◆ STATED GOAL:
Take the line containing "# point at: pink flower head" and every line after it to the end of the records, and copy them exactly, excluding pictures.

----------

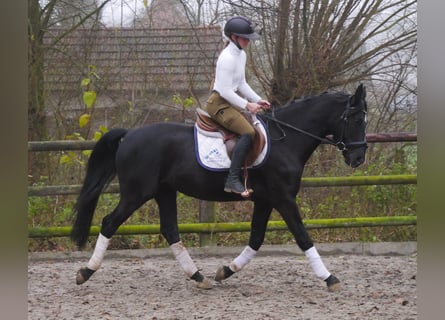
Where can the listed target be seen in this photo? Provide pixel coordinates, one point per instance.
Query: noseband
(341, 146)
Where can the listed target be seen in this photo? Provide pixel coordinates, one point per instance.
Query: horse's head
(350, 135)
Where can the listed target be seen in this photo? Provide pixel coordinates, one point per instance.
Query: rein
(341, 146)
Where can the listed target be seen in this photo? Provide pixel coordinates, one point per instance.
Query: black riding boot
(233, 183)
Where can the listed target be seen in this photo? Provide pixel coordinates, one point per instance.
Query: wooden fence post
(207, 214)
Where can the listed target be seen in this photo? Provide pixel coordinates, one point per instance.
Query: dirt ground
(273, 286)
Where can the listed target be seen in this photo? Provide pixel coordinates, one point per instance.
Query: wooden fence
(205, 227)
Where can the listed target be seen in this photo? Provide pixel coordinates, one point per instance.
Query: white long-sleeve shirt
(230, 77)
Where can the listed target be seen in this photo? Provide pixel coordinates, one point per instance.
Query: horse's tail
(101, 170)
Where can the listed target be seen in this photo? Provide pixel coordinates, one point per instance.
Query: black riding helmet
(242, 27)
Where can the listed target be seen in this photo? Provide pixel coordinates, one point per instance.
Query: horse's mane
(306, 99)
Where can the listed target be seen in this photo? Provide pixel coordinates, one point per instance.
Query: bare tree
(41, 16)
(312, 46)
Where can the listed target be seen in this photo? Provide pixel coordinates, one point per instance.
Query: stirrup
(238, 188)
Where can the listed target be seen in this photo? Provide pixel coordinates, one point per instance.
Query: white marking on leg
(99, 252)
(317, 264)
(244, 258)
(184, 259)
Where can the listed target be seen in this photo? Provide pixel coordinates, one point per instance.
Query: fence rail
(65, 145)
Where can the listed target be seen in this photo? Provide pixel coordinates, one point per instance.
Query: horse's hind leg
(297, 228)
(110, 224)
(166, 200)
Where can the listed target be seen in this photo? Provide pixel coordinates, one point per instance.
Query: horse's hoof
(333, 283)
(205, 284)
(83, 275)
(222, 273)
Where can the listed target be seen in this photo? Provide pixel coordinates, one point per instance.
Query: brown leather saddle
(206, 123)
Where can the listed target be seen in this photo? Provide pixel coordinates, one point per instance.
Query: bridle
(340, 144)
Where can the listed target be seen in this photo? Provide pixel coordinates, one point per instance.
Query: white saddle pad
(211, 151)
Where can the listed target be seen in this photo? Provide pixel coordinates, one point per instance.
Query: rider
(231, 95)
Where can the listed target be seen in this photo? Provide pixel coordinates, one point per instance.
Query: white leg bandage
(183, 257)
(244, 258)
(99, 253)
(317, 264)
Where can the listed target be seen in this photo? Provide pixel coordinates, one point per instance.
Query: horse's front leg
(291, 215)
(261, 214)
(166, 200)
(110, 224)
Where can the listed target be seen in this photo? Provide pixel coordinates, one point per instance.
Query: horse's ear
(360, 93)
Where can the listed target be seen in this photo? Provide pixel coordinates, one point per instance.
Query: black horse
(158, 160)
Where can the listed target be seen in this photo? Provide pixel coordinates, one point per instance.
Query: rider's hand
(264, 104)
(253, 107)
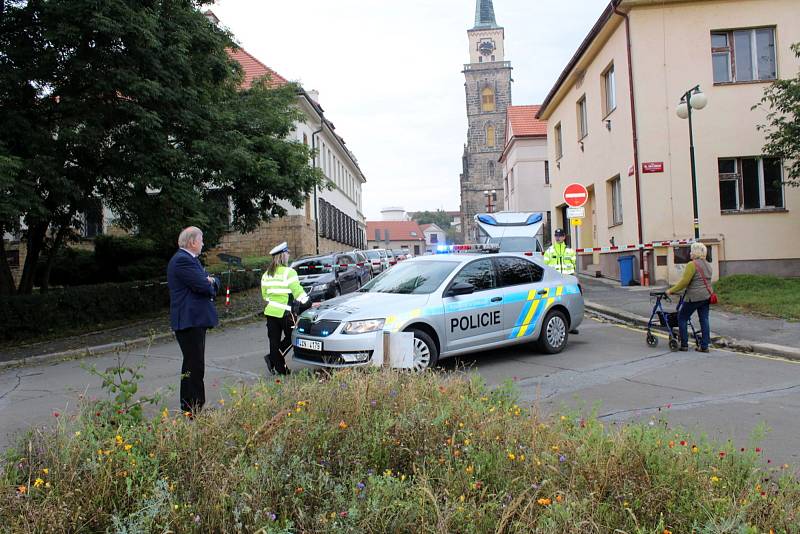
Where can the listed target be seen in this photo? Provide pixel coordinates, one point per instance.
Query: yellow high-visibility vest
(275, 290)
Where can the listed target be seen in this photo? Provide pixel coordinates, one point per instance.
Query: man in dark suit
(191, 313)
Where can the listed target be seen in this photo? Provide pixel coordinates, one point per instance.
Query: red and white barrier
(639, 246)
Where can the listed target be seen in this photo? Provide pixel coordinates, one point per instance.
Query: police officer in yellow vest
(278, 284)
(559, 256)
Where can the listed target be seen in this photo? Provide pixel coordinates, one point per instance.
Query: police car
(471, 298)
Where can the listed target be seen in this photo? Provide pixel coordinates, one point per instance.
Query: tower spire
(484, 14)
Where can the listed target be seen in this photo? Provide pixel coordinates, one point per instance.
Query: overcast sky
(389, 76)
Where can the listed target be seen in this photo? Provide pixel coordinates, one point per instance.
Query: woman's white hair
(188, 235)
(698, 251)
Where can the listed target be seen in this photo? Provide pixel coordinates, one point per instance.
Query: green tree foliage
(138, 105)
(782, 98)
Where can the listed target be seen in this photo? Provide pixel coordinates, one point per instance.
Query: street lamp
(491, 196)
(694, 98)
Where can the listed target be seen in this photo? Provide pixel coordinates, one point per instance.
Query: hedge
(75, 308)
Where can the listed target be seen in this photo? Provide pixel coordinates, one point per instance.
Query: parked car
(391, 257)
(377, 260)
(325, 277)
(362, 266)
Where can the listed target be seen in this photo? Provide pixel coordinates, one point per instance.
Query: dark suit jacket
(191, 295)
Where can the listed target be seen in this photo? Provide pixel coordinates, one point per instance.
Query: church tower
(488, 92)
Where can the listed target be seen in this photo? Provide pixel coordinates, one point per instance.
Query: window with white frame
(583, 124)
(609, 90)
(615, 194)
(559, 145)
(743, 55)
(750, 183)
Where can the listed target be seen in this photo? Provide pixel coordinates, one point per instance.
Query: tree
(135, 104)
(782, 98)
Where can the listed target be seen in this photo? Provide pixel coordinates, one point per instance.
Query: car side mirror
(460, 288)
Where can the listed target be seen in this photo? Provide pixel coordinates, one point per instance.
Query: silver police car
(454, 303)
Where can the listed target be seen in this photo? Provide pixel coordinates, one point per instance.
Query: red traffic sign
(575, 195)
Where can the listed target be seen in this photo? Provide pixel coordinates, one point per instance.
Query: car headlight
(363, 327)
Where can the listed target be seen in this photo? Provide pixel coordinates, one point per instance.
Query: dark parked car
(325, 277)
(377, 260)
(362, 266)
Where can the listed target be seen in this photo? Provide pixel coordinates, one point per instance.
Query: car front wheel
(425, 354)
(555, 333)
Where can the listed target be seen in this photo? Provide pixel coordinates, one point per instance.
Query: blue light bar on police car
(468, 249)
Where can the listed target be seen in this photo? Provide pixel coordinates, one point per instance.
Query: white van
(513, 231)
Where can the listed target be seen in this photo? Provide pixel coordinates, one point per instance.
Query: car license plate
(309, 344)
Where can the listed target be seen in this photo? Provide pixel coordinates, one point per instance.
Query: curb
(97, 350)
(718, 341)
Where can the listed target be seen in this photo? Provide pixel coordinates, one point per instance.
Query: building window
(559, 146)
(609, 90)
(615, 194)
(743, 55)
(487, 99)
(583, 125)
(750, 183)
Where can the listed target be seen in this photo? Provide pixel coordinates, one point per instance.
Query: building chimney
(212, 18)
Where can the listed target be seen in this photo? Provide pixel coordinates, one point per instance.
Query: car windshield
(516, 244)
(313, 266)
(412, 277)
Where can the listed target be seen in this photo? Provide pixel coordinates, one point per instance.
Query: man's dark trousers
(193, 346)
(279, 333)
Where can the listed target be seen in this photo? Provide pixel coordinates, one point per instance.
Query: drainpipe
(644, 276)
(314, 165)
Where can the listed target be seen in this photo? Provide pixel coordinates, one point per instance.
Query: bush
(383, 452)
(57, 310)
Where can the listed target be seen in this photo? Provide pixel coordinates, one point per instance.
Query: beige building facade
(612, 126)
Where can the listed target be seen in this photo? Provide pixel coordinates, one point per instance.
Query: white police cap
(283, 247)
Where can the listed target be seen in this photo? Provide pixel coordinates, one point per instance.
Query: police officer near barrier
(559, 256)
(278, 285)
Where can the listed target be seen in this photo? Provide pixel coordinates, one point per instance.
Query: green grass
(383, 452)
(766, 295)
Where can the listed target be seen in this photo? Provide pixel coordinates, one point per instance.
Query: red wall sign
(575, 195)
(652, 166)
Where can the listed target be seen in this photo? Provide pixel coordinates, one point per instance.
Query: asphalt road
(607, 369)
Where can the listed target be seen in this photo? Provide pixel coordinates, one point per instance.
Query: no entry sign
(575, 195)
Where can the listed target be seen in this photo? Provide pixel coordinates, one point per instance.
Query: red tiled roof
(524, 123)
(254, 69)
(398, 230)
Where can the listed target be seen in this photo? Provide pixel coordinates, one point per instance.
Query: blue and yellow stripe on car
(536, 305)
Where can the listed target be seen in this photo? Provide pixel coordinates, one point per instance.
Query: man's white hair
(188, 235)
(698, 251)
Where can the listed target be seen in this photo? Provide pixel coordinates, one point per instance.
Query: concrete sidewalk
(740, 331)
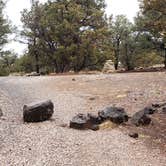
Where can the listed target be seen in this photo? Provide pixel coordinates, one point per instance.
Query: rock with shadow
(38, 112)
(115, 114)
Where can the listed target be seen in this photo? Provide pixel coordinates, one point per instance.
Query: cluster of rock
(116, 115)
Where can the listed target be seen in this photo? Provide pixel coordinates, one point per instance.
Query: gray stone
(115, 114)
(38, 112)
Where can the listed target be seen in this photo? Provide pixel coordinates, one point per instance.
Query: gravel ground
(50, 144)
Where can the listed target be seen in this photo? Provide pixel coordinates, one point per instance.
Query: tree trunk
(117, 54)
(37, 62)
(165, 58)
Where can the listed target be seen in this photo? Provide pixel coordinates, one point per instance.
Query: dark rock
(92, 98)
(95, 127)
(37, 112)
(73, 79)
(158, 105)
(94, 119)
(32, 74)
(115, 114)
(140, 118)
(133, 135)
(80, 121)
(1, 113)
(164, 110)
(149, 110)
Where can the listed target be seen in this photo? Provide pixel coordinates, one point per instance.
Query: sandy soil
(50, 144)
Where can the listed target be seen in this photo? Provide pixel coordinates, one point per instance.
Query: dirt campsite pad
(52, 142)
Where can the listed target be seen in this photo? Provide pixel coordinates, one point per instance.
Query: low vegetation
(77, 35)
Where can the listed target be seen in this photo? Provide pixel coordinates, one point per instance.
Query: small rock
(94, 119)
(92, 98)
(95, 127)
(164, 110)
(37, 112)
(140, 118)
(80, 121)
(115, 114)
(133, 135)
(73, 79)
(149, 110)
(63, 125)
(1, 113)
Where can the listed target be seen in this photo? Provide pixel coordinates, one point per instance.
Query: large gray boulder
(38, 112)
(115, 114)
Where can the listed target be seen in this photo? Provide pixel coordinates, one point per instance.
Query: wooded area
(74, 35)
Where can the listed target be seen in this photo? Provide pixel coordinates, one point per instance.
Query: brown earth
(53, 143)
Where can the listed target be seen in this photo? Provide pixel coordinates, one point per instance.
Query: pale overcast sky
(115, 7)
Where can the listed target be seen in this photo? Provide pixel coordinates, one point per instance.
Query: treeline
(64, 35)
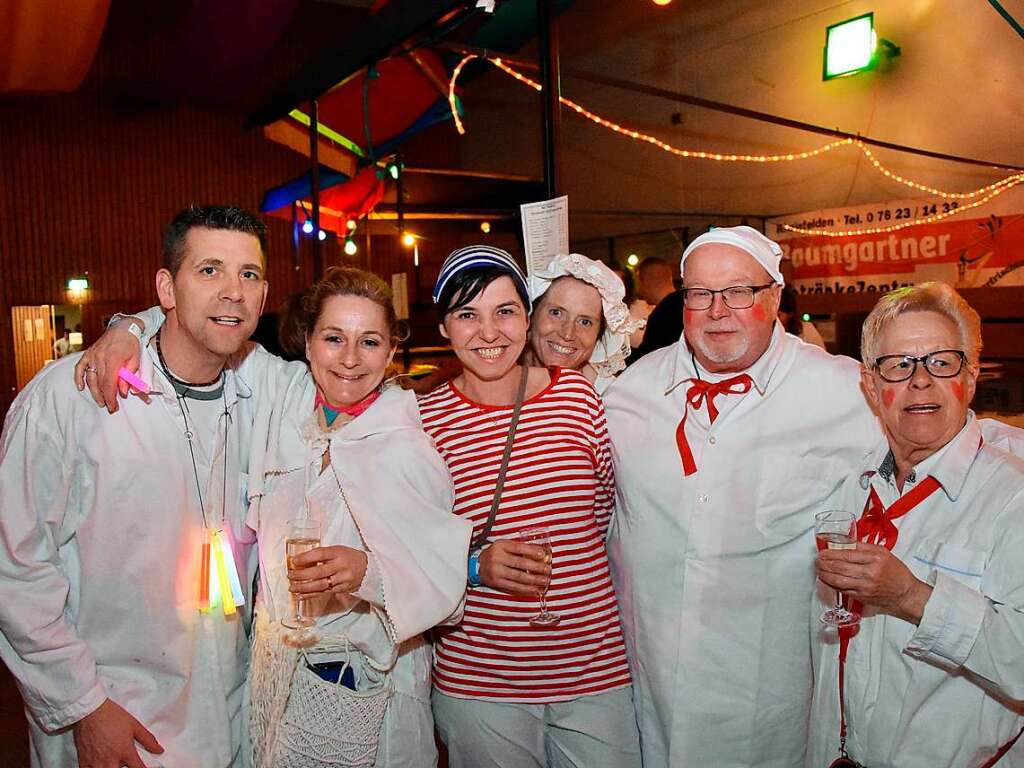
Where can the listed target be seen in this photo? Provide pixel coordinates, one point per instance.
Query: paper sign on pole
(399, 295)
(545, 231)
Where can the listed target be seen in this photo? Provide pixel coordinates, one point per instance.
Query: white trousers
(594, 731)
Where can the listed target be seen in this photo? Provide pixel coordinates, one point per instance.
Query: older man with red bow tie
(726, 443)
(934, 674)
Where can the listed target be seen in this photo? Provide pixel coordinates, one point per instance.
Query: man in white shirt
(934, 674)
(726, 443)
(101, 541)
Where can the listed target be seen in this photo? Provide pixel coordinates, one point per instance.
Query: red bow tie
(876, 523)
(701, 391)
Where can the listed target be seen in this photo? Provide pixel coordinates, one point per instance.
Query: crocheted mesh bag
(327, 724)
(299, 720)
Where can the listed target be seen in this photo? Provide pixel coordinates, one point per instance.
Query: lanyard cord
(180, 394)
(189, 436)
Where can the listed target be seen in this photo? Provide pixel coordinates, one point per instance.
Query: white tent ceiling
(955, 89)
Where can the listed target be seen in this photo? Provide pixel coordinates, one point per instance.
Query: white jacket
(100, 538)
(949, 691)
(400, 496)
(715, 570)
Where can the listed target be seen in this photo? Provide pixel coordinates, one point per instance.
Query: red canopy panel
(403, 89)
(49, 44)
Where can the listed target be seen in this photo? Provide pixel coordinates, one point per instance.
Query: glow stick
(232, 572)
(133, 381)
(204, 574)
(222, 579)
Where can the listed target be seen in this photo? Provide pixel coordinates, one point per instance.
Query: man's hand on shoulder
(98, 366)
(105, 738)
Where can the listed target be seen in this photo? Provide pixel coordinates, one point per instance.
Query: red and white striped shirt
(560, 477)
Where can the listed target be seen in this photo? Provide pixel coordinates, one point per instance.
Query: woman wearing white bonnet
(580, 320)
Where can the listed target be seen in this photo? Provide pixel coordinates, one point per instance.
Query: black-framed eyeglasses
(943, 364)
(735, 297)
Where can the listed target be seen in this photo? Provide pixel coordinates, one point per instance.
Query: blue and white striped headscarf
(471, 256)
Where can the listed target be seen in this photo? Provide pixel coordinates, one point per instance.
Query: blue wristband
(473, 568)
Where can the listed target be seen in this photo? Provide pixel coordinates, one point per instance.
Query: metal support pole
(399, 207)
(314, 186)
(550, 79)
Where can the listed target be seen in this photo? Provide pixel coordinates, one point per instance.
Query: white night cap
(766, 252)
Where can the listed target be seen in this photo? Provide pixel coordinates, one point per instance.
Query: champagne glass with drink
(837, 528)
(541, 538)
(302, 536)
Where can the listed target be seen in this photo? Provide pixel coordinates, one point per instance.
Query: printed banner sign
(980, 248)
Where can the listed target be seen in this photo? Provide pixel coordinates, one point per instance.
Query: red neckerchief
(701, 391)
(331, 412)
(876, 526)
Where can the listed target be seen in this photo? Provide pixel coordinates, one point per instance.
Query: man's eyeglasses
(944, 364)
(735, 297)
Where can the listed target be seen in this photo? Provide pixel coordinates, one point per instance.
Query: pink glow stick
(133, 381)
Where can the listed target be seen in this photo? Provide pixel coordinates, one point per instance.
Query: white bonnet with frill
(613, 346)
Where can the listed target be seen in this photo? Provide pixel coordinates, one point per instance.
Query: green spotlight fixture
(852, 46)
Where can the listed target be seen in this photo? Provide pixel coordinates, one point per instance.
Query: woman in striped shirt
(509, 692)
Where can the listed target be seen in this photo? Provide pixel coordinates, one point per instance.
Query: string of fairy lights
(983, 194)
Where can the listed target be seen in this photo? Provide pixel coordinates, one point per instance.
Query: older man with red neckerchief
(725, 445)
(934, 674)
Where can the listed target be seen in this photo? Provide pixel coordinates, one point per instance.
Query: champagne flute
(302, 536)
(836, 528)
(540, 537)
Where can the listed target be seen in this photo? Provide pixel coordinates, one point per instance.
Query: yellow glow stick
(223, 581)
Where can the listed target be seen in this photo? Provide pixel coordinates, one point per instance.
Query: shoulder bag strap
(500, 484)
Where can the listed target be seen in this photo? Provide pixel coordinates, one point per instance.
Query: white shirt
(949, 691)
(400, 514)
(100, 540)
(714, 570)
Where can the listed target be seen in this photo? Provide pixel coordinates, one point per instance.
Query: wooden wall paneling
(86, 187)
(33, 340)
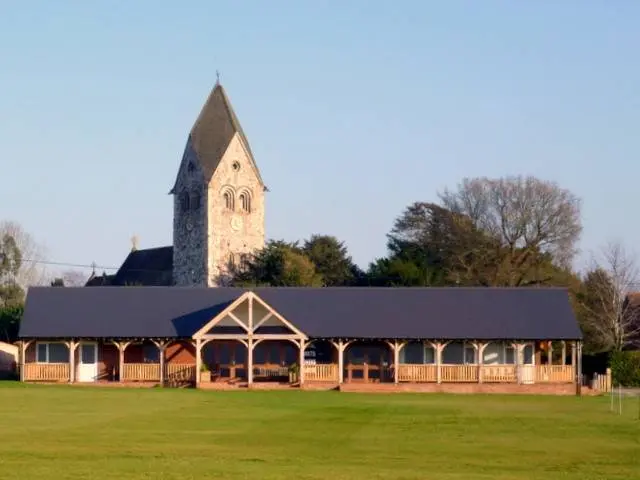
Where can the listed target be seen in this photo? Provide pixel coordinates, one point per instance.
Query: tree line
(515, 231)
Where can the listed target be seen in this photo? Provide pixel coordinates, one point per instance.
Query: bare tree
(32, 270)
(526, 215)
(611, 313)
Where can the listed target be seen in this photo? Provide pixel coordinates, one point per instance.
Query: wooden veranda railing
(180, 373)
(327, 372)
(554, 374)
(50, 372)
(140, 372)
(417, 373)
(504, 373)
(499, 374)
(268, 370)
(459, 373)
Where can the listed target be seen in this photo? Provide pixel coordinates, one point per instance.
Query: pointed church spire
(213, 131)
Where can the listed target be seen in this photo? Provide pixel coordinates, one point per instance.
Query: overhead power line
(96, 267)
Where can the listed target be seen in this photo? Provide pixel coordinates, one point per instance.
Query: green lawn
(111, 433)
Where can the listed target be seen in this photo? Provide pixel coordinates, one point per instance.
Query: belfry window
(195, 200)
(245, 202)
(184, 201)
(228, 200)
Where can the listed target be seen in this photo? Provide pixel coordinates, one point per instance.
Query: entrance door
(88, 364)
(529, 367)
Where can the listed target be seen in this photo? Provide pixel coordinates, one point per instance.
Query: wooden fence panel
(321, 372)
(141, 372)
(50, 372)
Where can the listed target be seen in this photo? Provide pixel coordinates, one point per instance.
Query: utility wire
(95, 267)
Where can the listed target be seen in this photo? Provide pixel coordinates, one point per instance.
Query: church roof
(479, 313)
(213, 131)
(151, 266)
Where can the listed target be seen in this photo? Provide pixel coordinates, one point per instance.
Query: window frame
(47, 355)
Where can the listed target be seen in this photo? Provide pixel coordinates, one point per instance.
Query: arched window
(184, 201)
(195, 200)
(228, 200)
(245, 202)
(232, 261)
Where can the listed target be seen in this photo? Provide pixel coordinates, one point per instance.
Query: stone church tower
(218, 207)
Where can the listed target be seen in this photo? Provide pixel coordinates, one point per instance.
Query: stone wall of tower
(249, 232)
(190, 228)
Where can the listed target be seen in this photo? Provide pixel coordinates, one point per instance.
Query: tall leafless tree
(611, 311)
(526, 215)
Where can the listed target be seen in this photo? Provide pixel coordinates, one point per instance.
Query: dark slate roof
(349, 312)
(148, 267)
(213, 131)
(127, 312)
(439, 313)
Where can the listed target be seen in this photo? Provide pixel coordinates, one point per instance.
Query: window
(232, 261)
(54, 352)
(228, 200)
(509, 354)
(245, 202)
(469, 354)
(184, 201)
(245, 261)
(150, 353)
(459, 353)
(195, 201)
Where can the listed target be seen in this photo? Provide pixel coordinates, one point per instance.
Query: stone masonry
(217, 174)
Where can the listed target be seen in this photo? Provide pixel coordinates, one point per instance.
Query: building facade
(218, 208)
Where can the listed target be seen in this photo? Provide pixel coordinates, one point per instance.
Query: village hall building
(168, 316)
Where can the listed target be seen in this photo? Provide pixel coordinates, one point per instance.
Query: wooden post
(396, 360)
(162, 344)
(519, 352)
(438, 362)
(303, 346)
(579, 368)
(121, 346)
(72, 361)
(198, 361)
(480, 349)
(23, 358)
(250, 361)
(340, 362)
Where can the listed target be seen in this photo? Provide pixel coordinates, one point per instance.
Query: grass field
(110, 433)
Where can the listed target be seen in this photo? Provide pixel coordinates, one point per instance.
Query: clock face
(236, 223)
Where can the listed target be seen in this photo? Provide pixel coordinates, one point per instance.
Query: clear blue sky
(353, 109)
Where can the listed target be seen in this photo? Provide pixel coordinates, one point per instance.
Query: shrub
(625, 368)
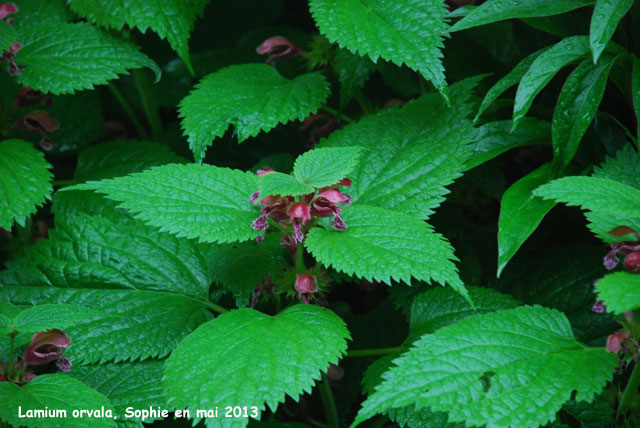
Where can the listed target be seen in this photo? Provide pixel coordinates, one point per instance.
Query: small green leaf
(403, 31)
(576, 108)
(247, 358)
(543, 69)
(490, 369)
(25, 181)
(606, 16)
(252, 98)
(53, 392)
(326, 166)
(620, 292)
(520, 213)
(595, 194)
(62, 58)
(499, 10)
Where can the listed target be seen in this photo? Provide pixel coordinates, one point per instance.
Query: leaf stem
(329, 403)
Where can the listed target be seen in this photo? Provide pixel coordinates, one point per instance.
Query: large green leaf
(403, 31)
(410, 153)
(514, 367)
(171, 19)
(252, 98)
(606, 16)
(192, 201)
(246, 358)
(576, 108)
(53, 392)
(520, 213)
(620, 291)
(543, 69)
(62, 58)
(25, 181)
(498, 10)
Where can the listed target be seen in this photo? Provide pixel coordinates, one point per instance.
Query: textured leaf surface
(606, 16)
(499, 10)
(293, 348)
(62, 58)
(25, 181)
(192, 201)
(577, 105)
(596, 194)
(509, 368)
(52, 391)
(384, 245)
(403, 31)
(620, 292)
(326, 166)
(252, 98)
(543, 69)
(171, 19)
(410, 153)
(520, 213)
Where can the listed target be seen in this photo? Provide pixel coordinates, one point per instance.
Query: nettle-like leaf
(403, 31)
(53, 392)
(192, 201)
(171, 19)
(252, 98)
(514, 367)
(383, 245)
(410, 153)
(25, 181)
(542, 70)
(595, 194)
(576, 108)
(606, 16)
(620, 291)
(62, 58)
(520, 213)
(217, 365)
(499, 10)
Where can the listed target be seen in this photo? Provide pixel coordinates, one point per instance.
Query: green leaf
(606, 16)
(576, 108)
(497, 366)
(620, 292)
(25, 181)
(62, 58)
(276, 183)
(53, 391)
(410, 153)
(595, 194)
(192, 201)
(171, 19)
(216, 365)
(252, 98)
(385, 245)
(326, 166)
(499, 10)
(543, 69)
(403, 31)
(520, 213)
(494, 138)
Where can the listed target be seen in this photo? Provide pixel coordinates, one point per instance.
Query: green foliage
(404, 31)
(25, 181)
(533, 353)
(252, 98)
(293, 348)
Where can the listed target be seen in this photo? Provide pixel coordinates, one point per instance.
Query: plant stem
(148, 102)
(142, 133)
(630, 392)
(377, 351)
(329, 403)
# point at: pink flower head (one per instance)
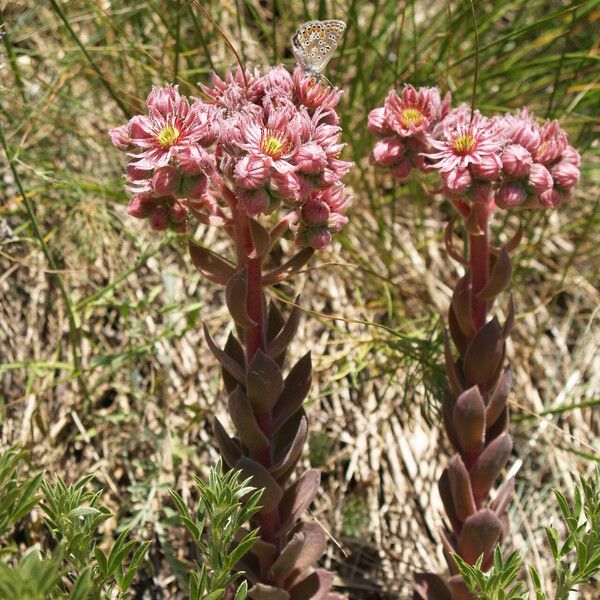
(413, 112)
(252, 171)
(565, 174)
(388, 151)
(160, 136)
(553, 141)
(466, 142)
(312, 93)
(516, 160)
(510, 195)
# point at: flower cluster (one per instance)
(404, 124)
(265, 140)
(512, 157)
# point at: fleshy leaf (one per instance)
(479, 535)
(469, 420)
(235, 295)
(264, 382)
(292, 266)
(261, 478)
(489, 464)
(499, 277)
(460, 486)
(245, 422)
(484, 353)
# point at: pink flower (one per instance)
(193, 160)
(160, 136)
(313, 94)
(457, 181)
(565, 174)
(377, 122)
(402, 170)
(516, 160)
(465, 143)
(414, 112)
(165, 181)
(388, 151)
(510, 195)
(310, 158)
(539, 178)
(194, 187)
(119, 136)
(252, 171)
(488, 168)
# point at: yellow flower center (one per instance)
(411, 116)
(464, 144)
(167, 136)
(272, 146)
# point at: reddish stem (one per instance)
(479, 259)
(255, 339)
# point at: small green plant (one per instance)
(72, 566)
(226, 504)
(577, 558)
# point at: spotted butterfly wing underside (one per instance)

----------

◆ REPLY TO THE EXERCISE:
# point at: pink flower head (one per instance)
(413, 112)
(252, 171)
(565, 174)
(388, 151)
(160, 136)
(553, 141)
(466, 142)
(312, 93)
(516, 160)
(510, 195)
# point at: flower cluster (one per instance)
(404, 124)
(265, 140)
(512, 157)
# point at: fleshy leaf (one per instance)
(479, 535)
(469, 420)
(235, 295)
(264, 382)
(292, 266)
(261, 478)
(489, 464)
(499, 277)
(460, 486)
(245, 422)
(484, 353)
# point at: pink flower (one per instance)
(193, 160)
(160, 136)
(313, 94)
(457, 181)
(565, 174)
(377, 122)
(402, 170)
(516, 160)
(465, 143)
(414, 112)
(165, 181)
(388, 151)
(510, 195)
(310, 158)
(539, 178)
(194, 187)
(119, 136)
(252, 171)
(488, 168)
# point at: yellow flower center (one per instance)
(411, 116)
(464, 144)
(167, 136)
(272, 146)
# point at: reddish stem (one per instance)
(479, 259)
(255, 339)
# point at: small green plant (one per instance)
(72, 566)
(226, 504)
(577, 558)
# point at: spotted butterfly wing underside (one per instance)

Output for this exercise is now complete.